[Annotated coordinate records]
/---
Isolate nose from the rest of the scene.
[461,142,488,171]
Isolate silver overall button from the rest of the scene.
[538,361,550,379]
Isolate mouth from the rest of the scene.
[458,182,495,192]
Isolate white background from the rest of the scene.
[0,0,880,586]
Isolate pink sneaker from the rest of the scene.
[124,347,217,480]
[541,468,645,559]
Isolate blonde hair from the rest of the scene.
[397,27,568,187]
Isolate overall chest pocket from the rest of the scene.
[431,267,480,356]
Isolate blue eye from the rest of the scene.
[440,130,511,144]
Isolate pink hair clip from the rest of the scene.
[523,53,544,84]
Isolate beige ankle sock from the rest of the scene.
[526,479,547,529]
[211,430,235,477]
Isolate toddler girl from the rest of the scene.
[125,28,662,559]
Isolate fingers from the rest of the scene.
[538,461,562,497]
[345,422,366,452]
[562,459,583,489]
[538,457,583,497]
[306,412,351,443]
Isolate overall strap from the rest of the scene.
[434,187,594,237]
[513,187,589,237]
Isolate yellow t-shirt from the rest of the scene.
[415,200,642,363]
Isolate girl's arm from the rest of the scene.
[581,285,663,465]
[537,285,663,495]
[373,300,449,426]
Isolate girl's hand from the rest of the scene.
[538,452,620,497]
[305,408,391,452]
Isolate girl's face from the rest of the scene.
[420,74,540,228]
\---
/---
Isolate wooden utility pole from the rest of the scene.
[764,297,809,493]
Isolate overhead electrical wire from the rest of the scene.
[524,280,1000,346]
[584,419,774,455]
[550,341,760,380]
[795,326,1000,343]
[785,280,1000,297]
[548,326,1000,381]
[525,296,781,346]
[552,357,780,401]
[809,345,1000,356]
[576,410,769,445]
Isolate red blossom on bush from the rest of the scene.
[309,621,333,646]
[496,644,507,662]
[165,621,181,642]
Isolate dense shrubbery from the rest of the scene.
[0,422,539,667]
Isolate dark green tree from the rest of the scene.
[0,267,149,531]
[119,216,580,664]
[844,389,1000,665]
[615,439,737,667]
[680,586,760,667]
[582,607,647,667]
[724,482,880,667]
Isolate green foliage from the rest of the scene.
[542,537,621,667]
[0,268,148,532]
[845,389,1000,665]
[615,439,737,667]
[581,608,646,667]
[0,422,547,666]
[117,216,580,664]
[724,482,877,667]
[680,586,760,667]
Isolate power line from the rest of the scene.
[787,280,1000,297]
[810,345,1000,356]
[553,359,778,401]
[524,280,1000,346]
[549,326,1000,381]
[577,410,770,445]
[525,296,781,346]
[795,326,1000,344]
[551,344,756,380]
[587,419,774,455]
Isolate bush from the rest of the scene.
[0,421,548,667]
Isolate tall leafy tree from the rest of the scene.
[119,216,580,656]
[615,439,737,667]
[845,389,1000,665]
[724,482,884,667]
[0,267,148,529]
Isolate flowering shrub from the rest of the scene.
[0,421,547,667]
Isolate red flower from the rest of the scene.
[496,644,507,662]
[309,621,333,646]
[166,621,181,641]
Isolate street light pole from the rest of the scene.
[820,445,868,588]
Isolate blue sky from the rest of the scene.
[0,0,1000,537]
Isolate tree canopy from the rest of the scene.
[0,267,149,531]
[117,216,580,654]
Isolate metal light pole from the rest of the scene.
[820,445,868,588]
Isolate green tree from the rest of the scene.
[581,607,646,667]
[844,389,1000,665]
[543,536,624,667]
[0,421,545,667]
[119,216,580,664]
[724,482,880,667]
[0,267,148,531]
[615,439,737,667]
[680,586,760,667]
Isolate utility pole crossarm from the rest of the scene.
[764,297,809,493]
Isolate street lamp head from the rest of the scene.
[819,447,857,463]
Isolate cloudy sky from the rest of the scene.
\---
/---
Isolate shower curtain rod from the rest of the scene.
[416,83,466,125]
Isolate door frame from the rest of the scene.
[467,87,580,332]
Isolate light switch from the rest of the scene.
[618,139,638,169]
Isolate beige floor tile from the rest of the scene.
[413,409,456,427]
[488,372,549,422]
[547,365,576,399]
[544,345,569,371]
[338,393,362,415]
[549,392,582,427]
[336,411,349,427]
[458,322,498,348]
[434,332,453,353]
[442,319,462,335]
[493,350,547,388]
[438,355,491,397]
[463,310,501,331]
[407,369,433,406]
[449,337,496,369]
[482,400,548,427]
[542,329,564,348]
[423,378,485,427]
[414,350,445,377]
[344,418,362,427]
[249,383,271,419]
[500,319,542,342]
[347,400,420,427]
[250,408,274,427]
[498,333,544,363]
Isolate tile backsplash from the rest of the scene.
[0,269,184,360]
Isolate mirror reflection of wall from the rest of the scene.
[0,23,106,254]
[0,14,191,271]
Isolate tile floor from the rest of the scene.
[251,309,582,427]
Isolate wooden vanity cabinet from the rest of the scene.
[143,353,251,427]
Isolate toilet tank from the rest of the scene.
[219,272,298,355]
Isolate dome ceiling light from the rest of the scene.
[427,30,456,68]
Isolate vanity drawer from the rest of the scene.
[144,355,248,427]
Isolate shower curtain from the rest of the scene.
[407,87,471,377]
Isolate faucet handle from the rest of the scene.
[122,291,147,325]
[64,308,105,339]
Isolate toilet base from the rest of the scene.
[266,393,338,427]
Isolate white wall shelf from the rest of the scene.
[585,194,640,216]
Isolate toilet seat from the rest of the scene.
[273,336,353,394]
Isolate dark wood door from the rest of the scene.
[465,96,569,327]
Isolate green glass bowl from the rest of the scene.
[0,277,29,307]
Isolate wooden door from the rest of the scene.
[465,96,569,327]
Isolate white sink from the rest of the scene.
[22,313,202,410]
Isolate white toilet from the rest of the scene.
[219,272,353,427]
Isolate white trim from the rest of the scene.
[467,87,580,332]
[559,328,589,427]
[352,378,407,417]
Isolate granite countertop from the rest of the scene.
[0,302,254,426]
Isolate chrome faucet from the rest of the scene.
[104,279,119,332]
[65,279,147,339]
\---
_Problem details:_
Please rewrite everything from the line containing "Isolate blonde hair" down to the line containing "[440,130,511,144]", swapping "Isolate" for "Separate" and keeping all else as it is.

_Finished task:_
Separate blonde hair from the rest of the scene.
[397,27,568,187]
Separate overall chest pocket from the rest of the scene.
[431,267,480,356]
Separate blue eye from the rest of the scene.
[440,130,511,144]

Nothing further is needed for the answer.